**** Given records

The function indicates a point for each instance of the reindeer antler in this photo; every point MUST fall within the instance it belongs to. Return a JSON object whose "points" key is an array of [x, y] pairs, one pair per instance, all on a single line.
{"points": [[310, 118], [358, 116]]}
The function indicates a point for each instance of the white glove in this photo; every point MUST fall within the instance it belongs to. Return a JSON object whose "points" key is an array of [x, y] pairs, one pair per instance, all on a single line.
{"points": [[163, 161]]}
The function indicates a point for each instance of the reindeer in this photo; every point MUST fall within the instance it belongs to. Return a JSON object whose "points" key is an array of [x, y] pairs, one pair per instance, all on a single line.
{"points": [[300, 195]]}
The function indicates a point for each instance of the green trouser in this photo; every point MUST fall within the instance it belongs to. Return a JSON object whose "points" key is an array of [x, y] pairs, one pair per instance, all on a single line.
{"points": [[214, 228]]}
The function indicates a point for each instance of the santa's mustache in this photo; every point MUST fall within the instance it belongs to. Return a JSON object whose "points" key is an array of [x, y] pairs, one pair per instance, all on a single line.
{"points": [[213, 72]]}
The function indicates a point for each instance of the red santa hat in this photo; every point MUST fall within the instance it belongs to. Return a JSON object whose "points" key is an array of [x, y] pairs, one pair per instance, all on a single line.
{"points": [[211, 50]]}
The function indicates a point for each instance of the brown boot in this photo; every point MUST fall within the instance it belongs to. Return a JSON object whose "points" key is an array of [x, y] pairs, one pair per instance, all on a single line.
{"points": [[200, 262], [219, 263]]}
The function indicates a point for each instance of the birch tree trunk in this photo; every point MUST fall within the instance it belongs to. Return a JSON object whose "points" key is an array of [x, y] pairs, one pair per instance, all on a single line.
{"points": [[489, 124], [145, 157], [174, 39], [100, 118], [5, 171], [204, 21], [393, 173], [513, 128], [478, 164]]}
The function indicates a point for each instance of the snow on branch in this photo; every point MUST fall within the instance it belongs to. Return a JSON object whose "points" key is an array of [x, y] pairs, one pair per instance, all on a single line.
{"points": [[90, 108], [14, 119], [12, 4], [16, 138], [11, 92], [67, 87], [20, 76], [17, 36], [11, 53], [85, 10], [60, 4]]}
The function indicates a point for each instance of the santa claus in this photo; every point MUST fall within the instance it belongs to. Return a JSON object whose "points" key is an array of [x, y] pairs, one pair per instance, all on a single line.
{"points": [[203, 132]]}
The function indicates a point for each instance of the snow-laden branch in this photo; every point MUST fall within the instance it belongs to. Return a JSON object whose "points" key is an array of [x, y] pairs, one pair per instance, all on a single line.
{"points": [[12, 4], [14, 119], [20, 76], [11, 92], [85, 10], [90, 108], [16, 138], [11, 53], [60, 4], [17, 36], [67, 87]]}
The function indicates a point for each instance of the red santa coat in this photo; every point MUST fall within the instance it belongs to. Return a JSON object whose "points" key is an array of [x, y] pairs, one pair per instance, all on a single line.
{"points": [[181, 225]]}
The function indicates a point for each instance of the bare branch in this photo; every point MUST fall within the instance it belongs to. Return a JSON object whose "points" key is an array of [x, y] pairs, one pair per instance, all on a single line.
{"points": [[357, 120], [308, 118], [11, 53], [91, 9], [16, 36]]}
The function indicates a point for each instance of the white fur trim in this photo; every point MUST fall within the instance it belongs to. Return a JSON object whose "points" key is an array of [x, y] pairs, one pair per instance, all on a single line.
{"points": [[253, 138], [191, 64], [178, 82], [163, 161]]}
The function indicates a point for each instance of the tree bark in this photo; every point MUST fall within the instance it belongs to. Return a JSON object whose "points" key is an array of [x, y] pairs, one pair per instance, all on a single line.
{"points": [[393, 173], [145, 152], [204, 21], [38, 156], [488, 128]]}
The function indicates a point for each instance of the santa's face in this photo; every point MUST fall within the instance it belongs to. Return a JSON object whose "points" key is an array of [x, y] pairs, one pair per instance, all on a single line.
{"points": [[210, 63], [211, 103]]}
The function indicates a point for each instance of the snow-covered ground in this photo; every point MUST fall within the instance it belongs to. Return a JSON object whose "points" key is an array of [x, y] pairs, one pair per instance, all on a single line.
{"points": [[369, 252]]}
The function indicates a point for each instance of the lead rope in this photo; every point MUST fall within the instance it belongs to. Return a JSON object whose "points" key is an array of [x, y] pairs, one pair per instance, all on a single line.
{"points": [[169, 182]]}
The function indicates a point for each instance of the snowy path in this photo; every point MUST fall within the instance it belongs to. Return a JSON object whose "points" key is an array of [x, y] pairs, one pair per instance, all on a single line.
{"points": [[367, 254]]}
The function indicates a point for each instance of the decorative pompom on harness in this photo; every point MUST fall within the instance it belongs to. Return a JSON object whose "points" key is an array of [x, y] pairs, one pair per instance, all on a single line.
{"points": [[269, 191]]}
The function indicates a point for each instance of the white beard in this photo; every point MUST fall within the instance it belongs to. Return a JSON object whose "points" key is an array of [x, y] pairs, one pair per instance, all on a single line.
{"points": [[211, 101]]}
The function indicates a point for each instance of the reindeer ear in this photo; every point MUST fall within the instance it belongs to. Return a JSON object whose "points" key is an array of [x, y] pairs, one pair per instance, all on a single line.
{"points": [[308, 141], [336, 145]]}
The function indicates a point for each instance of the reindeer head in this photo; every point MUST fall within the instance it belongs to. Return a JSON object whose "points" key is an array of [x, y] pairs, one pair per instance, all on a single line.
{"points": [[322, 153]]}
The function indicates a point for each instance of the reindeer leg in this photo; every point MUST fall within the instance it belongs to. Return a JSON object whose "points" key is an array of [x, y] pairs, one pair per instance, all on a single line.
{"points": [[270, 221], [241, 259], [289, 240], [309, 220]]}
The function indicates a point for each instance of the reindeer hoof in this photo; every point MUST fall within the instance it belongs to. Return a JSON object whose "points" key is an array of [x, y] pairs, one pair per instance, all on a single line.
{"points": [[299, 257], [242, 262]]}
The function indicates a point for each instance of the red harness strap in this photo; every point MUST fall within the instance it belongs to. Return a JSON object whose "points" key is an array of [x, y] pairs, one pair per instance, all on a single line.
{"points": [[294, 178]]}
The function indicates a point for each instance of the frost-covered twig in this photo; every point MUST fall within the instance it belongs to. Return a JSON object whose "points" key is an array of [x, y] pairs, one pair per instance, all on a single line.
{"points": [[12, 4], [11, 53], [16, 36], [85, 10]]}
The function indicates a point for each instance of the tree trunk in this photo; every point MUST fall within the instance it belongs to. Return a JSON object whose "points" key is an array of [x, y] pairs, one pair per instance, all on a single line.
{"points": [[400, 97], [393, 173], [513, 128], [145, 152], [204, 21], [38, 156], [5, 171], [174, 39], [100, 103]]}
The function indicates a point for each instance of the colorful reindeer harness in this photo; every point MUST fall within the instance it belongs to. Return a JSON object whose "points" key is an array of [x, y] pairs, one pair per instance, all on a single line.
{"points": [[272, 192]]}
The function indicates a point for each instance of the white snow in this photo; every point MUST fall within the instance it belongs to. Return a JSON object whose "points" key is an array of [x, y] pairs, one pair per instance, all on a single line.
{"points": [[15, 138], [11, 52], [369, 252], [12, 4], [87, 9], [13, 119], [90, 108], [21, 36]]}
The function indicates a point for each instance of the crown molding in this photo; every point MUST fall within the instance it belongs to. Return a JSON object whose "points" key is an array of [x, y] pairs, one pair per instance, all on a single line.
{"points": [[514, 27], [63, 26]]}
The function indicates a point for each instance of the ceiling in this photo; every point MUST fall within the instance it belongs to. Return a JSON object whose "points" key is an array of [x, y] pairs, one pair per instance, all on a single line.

********

Instructions to follow.
Restate each record exactly as written.

Exercise answer.
The function indicates a point for each instance of the reindeer antler in this photo; every point MUST fall within the instance it belongs to. Return a JSON object whose "points" key is an array of [x, y] pairs, one pair per instance, all on a single line.
{"points": [[310, 118], [358, 116]]}
The function indicates a point for each instance of the white glove in this photo; every point MUST fall within the instance it belongs to. Return a JSON object whose "points" key is an array of [x, y] pairs, one pair per instance, all on a single line.
{"points": [[163, 161]]}
The function indicates a point for each instance of the reindeer in this photo; every point MUST fall within the instance it belongs to. Return a JSON object whose "points" key is an array of [x, y] pairs, one pair per instance, all on a single line.
{"points": [[300, 195]]}
The function indicates a point for each instance of the green trouser in this photo; every point MUST fall within the instance it belongs to. Return a JSON object whose "points" key is an array of [x, y] pairs, one pair per instance, all on a single line.
{"points": [[214, 228]]}
The function indicates a point for each instance of the santa's mustache in this photo; every point MUST fall within the instance it belongs to. Return a JSON object whose "points" key is an array of [x, y] pairs, one pair per instance, all on a single line.
{"points": [[213, 72]]}
The function indicates a point for each instance of the red santa hat in this photo; every point MUST fall within the instance it belongs to. Return a JSON object whose "points" key is an array of [x, y] pairs, one pair per instance, all on a single line.
{"points": [[211, 50]]}
The function indicates a point for each instance of the brown boot in this photo; every point MUST fall within the instance it belongs to. Return a JSON object whose "points" key is an array of [x, y] pairs, one pair per instance, all on a single line.
{"points": [[200, 262], [219, 263]]}
The function indicates a point for each instance of the birch tree trunk in this photo; every point MUST fall within the instance it belongs to. Return a JSON object whose "points" key is an array of [x, y] pairs, one pair per instance, all on a single line.
{"points": [[489, 124], [145, 157], [174, 39], [100, 118], [5, 171], [204, 21], [393, 173], [513, 128], [478, 164]]}
The function indicates a point for each instance of the snow on branch in this photo; every point MUST fall within the instance it belongs to. Return a JSON object whose "points" key is an array of [x, y] pairs, one pair per instance, all on a single line.
{"points": [[90, 108], [14, 119], [12, 4], [16, 138], [11, 92], [67, 87], [20, 76], [17, 36], [11, 53], [85, 10], [60, 4]]}
The function indicates a point for each instance of the santa claus in this photo; every point MUST fall within the instance it belongs to. Return a JSON object whose "points" key is an array of [x, y] pairs, one pair per instance, all on a single line.
{"points": [[203, 132]]}
The function indicates a point for each instance of the snow-laden branch in this photo; every point MUST fall within the instance it belongs to. Return a JSON object whose "points" key is an array of [x, y] pairs, one pair per instance, all on a single line.
{"points": [[12, 4], [14, 119], [20, 76], [11, 92], [85, 10], [90, 108], [16, 138], [11, 53], [60, 4], [17, 36], [67, 87]]}
The function indicates a point for each instance of the red santa coat in this photo; every point MUST fall within the instance it belongs to. Return a JSON object whose "points" key is an array of [x, y] pairs, one pair per instance, all on a single line.
{"points": [[181, 225]]}
The function indicates a point for each instance of the bare branch in this photo; every point MUST fall within the instance it belongs to. Return a JSON object whose "points" key is an array of [x, y] pairs, one pair per instance, all on a single line.
{"points": [[357, 120], [308, 118], [11, 53], [91, 9], [16, 36]]}
The function indicates a point for each instance of the white fur trim in this photo; every point MUST fall within the instance it belongs to. Return a JSON object whose "points" key is an array of [x, y] pairs, one pair per instance, all on a single line.
{"points": [[253, 138], [191, 64], [178, 82], [163, 161]]}
The function indicates a point for each instance of the tree bark in this photo; every point MUST fall within the instance it belongs to. Return a JSON object whose "points" key is an array of [x, y] pairs, one pair per instance, all on a single line.
{"points": [[393, 173], [145, 152], [204, 21], [38, 156], [488, 128]]}
The function indicates a point for each instance of the santa's face in this photo; every point MUST fall within the instance it belongs to. Return a JSON object whose "points" key is an array of [x, y] pairs, one pair per instance, all on a single line.
{"points": [[210, 63], [211, 103]]}
The function indicates a point for each instance of the snow-covered ground in this photo; every point MUST fall within the instance it belongs to. Return a JSON object whose "points" key is an array of [x, y] pairs, one pair per instance, all on a single line.
{"points": [[369, 252]]}
The function indicates a point for each instance of the lead rope in this photo; every point MUST fall within the instance it belongs to. Return a JSON object whose "points" key is an array of [x, y] pairs, one pair per instance, all on a single line.
{"points": [[169, 182]]}
The function indicates a point for each instance of the snowy path in this photo; every point MUST fall within the instance it belongs to. Return a JSON object whose "points" key is an array of [x, y] pairs, one pair per instance, all on a single line.
{"points": [[367, 254]]}
The function indicates a point for each instance of the decorative pompom on harness in this photo; every point MUST fall within the instance it belongs to. Return a JSON object whose "points" key is an array of [x, y] pairs, one pair per instance, all on a single line.
{"points": [[269, 191]]}
The function indicates a point for each instance of the white beard in this photo; every point MUST fall within the instance it belongs to. Return a JSON object whose "points" key is an array of [x, y] pairs, one pair per instance, all on a single line.
{"points": [[211, 101]]}
The function indicates a point for each instance of the reindeer ear in this photo; every point MUST fall within the instance it belongs to. Return a JSON object whose "points" key is an array of [x, y] pairs, one pair per instance, all on a single line.
{"points": [[308, 141], [336, 145]]}
The function indicates a point for each instance of the reindeer head in this photo; every point MUST fall within the instance it belongs to. Return a JSON object whose "points" key is an array of [x, y] pairs, one pair per instance, all on a single line.
{"points": [[322, 153]]}
The function indicates a point for each instance of the reindeer leg in this photo; every point MUST fall within the instance it belongs to. Return a JSON object whose "points" key is an array of [x, y] pairs, one pair per instance, all on a single line.
{"points": [[270, 221], [241, 259], [289, 240], [309, 220]]}
The function indicates a point for each instance of the reindeer hoof in this photo; every point MUST fall within the instance it belongs to. Return a JSON object whose "points" key is an array of [x, y] pairs, one pair per instance, all on a single line.
{"points": [[299, 257], [242, 262]]}
The function indicates a point for each instance of the red harness strap in this photo; every point MUST fall within the instance it belongs to. Return a JSON object whose "points" key is an array of [x, y] pairs, one pair per instance, all on a single line.
{"points": [[294, 178]]}
The function indicates a point for each instance of the frost-covered twig in this photo; every point MUST fall within the instance it belongs to. Return a JSON object whose "points" key is an array of [x, y] pairs, one pair per instance, all on a single line.
{"points": [[12, 4], [11, 53], [16, 36], [85, 10]]}
The function indicates a point for each instance of the tree trunk in this photo; every point MUST fall within the instance it belongs to. Return a JSON object whose "points" key is an array of [x, y] pairs, one pair per instance, all on a single line.
{"points": [[400, 97], [393, 173], [513, 128], [145, 152], [204, 21], [38, 156], [5, 171], [174, 39], [100, 103]]}
The function indicates a point for each instance of the colorful reindeer harness in this photo; every point MUST fall within the instance it belongs to. Return a JSON object whose "points" key is an array of [x, y] pairs, one pair per instance, all on a single line.
{"points": [[272, 192]]}
The function indicates a point for each instance of the white snow in this photo; every point MUST fall within the instance it belongs to. Return a JSON object whose "points" key is an array of [x, y] pairs, one pair per instance, all on a single line.
{"points": [[15, 138], [11, 52], [369, 252], [12, 4], [87, 9], [13, 119], [90, 108], [21, 36]]}
The function indicates a point for each instance of the crown molding in this photo; every point MUST fall within the instance it belongs to. Return a JSON object whose "points" key is an array of [x, y] pairs, one pair per instance, all on a single line.
{"points": [[514, 27], [63, 26]]}
The function indicates a point for each instance of the ceiling in this photo; every point MUST fall within the instance it belongs to. Return a JSON object whose "points" key is an array of [x, y] pairs, one pair per instance, all on a single line.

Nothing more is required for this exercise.